In the text on identifiability, what fifth type of identification does Purtova (2022) add?

— TEXT FOR ANALYSIS —
###
In addition, the horizontal distinction assessment may be a good platform to demonstrate some developments on the third level of identifiability terminology, identity or feature identification. Leenes (2007: pp. 141-142) proposed a four-fold classification of identification and distinguished look-up, recognition, classification, and session identifiability. According to Leenes, identity identification is more than just establishing citizenship, and we must read extensively about identity if we are to truly address privacy and personal information protection concerns. With the widespread adoption of big data technology, the role of identity identification becomes more limited, while feature recognition takes on a larger role. The latest study by Purtova (2022) keenly captures this change and adds targeting as the new fifth identification type, implying the selection of a specific individual from a group at a point in time as the object of attention or processing. It is not difficult to find convergence between the above theory’s evolution and Chinese judicial practice. This justifies the horizontal distinction as a constituent element of the personal information identification criterion: this element is both geographically universal, which justifies it in a general sense, and at the same time it has proved to be somewhat resilient to accommodate the development of real-life situations.
###
— PROVIDED RECORDS —
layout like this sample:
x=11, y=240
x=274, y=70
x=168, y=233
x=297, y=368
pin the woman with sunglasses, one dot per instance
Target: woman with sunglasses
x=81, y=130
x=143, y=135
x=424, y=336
###
— ANSWER SPACE —
Targeting